### Page excerpt
What about water? And sunshine?
The weather does affect composting. The composting process needs moisture, so be careful with compost tubs that have lids. One of my early mistakes was letting my compost get too dry inside a plastic compost barrel with a lid.
So, you’ll need to remember to water your compost.
The idea is to keep the contents damp but not soggy. Think of a wrung out cloth. That’s about how it should feel.
If you have very wet weather, a small, open, compost pile may get over-saturated. You can lay a board across the top of your compost to help keep the worst of the rain off.
A board is also helpful in very hot weather too, and reduces the chances of the heap drying out. In hot weather give the pile a good soaking with a hose or watering can, then put the board on top to reduce evaporation
Fast composting – your weekly workout
My compost pile is more than a nice soil production factory, it’s also my gym! About once a week I turn the compost on the right hand side to mix all the ingredients together, and get some air into the mix.
This is a good workout for me, but I don’t need to do this and neither do you unless you are short on space. I just like the idea of getting a result a bit faster.
You also need an open pile, like mine, with room to turn the compost, rather than a tub that you can’t get a fork into. Alternatively you could invest in one of those rotating compost barrels that you turn each day with a handle.
Incidentally, you don’t need to have gates across the front of your compost piles – those hurdles are there to stop my sheep interfering with my compost piles!
Slow composting – for patient gardeners
If you are very patient and happy to wait months for a result, you don’t need to run a fast composting system. You can slow compost instead.
You’ll need several compost piles, and when the first one is full, you’ll leave that one and start a new one. Over time, if the ingredient proportions are correct and the pile is fairly well mixed (not all green on the bottom and all brown on the top) then you’ll have compost from your first heap. But it could take as long as a year for your pile to rot down completely.
As you can see, slow composting requires more space, as well as more time, because you’ll need several compost piles on the go, and in different stages of the composting life cycle, at the same time.

### Provided data
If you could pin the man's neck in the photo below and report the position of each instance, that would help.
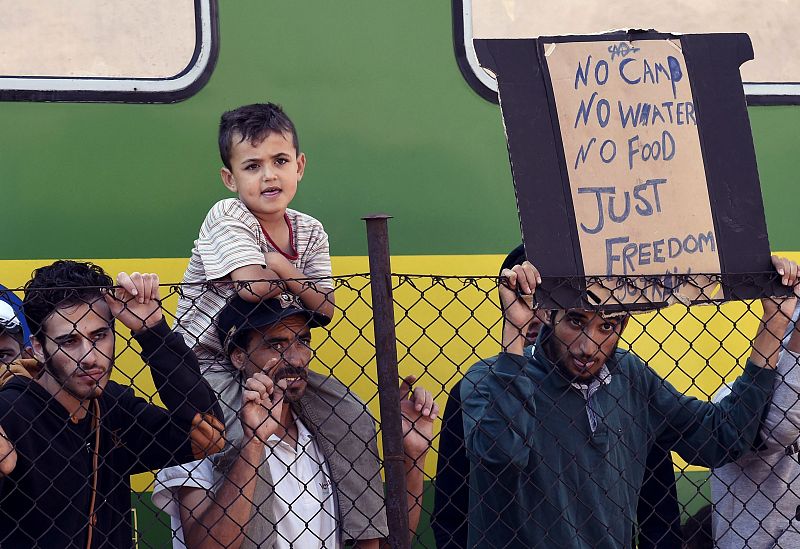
(76, 408)
(288, 427)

### Exercise brief
Carry on the composting text past its final sentence, writing a few more paragraphs in the same voice. None of the data is needed here.

### Reply
The temperature inside your compost pile
As my composting skills have improved, I’ve become more interested in the temperature inside my compost pile. There’s potential for using this heat too.
A properly working compost heap gets very warm inside. If you want to know just how warm, you can buy a compost probe that you push into the pile and it gives you a temperature reading. You may be surprised at just how hot it gets.
You don’t need to know about temperatures to get started with composting but it’s something you may find you get into as your composting skills grow.
What about worms?
In my early experiments in our previous home with a small back yard, I used to buy tiger worms from Amazon and add them to my compost tubs.
I don’t do this any more because the soil on our homestead is very rich in worms, and they soon find their way into the compost pile.
It’s unlikely that you’ll need to buy worms, but they are not very expensive so you might want to experiment and see if they help break down your compost faster.
Here is a quick summary to get you started with composting in your yard.
- You don’t need a container
- Keep your ingredients balanced
- Turn regularly for fast results
You don’t need tubs, barrels or other containers to get started. You don’t even need purpose made bays like the ones I have. All you need is enough space to build a pile. Containers help keep things together, but they make it harder to turn your compost.
If you want fast results, or you don’t have space for more than one pile, you’ll need a sturdy long handled fork to turn your compost regularly. Remember to mix green and browns in even proportions. And to turn your compost regularly for faster results.